* **Quoted passage**
»»

The other reason they used CWDM rather than additional physical ports has to do with how the Plexxi switch form a logical topology. Being able to use wavelengths rather than physical cable gives you all sorts of interesting applications (more on that below).
Now that we know what sort of bandwidth we have to work with on the LightRail, let’s talk about how it’s allocated. Let’s look at a base ring topology…
Here we have 12 Plexxi switches in a ring. The black lines indicate the physical LightRail connections between each device. Recall that we have 120 gig ,or 12 10 gig interfaces, per direction on the LightRail. The 120 gig is carved up between what Plexxi calls ‘base lanes’ and ‘express lanes’. Each switch creates four 10 gig paths to each of it’s directly connected neighbors…
Each green line above represents the base lanes, or 40 gig of bandwidth. The base lanes provide each switch with four dedicated optical paths to each of it’s directly connected neighbors. In addition, each switch then creates two 10 gig paths to it’s 4 closest east and west neighbors on the ring. For ease of visualization, I’ll only show that for one of the switches…
So if we add that all up, we should get 120 gig in each direction…
This topology is what is referred to as a chordal ring. More specifically, this base topology would be considered a 10 degree chordal ring. 10 degrees since each node has 10 connections to other nodes in the ring. Keep in mind that this is just the base topology, AKA you just booted up the Plexxi ring. This is not static and can change to better fit the applications running on top of Plexxi (more on this soon). As you can imagine, this lends itself to all kinds of interesting logical topologies that the ring can use.
So now that we know about the switch to switch connectivity, let’s talk about what happens to actual data entering a switch. As we discussed above, the switches are based off of the commodity Broadcom Trident 2 chipset. So there are really three main components to a Plexxi switch. An optical module (handles the WDM and LightRail), the Broadcom chip (for the actual ‘switch’ processing), and a crossbar fabric to connect the two. When traffic enters a switch, it can do one of three things. Either it can head to the Broadcom (access ports), optically bypass the switch, (on it’s way around the ring somewhere else), or it can be optically switched to another wavelength. The crossbar can be programmatically manipulated to send incoming traffic wherever it’s needed.
So it’s a safe assumption then that incoming wavelengths can be programmed to either terminate on the switch (end access port for host) or get optically switched outbound to another Plexxi switch. Confused? For now just keep the following fact in mind. Despite the fact that the physical cabling is a flat ring, you are really working with a ‘full’ optical mesh. In a design with 11 Plexxi switches, each switch would have direct connectivity to every other switch in the ring.
Now that we’ve talked about the hardware used, let’s talk about the second interesting piece of the Plexxi solution. The software.

««

* **Record set**

»»

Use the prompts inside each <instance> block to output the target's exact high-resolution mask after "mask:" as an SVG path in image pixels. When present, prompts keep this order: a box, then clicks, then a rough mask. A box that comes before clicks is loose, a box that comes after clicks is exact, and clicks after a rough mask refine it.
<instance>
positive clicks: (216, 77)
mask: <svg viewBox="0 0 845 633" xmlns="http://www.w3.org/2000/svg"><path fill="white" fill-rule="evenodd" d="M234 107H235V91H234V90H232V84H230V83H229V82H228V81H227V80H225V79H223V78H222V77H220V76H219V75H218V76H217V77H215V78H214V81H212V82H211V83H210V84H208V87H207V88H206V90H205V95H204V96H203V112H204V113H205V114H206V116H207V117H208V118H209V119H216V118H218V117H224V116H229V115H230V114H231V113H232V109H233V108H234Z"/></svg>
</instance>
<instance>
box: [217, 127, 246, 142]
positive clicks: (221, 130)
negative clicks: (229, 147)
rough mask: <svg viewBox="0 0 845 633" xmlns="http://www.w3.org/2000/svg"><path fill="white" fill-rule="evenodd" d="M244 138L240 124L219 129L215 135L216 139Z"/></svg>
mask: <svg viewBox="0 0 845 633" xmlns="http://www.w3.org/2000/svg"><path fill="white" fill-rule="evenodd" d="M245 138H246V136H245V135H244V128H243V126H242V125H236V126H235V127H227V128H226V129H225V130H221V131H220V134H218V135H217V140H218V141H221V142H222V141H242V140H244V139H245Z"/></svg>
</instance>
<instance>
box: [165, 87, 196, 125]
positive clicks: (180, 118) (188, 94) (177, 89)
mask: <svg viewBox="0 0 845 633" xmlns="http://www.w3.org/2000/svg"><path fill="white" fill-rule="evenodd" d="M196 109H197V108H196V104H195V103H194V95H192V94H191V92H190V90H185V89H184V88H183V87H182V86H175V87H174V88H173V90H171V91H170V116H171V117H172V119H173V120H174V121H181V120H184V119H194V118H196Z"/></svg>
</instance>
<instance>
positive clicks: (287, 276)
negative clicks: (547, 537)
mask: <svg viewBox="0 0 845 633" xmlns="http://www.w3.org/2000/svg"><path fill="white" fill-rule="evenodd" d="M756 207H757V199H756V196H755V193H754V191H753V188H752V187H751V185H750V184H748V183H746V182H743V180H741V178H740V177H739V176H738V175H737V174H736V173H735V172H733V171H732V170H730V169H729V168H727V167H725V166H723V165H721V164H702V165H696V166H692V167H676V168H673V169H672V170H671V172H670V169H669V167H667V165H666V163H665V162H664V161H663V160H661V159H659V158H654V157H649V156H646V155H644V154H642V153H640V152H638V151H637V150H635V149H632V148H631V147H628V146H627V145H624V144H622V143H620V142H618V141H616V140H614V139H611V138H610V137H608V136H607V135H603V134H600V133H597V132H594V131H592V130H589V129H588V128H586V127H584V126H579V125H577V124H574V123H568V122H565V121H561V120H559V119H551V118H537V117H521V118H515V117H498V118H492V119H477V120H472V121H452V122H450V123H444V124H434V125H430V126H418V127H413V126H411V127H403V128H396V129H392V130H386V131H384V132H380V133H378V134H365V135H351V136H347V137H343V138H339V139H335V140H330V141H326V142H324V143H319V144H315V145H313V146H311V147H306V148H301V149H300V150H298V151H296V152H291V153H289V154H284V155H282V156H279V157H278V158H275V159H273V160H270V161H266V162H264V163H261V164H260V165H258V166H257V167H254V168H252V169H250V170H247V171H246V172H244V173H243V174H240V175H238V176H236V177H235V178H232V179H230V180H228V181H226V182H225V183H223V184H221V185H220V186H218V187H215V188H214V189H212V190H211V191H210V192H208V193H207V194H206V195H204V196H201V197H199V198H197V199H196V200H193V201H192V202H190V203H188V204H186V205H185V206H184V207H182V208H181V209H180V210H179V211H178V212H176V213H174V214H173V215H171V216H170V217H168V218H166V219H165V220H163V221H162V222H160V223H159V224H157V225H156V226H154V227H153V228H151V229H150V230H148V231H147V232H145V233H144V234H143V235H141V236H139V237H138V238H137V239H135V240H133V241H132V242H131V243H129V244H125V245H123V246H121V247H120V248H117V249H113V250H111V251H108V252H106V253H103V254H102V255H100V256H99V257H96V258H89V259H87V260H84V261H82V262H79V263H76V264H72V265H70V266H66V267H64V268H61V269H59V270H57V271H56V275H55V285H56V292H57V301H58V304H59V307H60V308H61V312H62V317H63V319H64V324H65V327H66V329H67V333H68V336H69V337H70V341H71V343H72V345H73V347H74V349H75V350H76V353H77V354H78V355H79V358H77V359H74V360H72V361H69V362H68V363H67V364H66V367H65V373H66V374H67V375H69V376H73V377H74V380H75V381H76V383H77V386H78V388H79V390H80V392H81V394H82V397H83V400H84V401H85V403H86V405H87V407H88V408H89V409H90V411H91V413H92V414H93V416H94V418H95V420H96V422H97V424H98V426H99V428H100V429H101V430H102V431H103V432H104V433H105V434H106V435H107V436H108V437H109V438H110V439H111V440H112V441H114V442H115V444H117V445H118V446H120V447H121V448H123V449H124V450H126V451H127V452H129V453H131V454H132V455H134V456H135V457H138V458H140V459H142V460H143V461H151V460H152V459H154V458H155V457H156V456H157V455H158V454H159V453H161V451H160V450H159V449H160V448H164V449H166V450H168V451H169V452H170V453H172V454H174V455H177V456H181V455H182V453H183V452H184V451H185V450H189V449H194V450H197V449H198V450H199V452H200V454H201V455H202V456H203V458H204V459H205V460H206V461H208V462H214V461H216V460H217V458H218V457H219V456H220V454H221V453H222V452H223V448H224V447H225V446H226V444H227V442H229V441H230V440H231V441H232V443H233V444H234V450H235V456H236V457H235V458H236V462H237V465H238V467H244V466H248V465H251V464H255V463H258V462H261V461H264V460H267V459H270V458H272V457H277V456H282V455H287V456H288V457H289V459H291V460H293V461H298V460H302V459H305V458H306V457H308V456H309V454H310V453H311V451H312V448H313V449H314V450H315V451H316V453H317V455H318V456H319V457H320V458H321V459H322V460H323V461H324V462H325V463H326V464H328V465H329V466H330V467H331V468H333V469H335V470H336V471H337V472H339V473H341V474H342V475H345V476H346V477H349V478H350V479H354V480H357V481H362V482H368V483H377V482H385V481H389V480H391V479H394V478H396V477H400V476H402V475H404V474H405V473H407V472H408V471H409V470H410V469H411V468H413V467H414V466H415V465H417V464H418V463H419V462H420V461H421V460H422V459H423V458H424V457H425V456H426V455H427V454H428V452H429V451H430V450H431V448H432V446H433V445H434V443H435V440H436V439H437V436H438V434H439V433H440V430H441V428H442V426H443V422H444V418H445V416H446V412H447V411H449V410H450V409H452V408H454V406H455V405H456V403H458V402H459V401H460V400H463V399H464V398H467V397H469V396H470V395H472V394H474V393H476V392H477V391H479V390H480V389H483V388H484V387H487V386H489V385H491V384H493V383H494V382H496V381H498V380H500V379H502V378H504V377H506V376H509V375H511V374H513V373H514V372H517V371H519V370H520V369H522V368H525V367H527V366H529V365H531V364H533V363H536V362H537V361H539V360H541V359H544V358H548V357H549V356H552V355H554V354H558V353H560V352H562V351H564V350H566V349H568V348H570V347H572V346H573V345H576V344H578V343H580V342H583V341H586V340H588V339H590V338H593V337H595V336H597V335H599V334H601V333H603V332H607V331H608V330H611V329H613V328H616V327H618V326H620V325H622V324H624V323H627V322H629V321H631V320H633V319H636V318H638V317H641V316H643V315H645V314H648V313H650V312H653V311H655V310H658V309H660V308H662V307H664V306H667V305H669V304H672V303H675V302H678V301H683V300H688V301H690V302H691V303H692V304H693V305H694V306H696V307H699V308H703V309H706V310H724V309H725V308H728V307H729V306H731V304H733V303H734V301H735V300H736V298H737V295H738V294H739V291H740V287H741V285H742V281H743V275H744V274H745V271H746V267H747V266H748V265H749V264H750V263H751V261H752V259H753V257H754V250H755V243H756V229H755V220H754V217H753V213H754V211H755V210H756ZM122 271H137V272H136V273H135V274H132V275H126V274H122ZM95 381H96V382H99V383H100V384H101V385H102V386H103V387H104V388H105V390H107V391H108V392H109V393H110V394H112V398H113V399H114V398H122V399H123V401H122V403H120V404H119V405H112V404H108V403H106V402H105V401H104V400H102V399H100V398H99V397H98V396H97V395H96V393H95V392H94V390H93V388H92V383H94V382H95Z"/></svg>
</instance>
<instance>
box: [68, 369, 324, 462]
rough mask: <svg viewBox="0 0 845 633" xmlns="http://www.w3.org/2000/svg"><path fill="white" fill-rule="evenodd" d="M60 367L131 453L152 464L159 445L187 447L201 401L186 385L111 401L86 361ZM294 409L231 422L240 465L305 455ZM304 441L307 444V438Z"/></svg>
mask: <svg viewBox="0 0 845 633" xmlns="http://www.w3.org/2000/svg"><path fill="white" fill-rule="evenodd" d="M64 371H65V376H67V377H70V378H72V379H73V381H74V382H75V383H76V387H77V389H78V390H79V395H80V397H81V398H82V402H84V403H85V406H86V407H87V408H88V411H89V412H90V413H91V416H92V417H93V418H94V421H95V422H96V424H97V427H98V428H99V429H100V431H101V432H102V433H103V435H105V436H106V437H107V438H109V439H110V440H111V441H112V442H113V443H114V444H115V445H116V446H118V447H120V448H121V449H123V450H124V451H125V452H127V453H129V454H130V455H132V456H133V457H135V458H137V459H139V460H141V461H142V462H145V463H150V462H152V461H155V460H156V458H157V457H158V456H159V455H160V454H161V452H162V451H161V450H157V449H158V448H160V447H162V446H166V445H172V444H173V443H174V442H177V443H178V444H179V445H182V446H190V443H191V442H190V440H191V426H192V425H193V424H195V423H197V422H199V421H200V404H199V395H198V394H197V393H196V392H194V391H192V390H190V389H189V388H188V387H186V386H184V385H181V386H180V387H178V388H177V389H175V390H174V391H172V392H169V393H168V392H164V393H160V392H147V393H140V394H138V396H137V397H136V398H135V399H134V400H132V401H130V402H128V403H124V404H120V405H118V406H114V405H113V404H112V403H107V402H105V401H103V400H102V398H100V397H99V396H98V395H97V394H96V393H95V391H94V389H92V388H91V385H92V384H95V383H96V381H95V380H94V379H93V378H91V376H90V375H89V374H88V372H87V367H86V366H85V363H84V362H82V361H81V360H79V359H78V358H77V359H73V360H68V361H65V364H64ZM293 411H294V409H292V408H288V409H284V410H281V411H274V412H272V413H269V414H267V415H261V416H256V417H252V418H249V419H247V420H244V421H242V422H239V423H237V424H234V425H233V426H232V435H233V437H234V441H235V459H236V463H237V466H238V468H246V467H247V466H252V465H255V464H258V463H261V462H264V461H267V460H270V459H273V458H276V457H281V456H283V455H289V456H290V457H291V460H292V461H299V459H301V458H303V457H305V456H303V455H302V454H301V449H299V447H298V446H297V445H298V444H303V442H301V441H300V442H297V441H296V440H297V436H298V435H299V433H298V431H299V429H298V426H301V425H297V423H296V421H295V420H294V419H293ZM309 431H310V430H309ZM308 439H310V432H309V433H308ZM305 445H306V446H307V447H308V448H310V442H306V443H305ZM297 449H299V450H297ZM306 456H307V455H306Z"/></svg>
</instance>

««

* **Activity**
According to the passage on Plexxi switches, what are the three main components of a Plexxi switch?

* **Solved problem**
An optical module, the Broadcom chip, and a crossbar fabric that connects the two.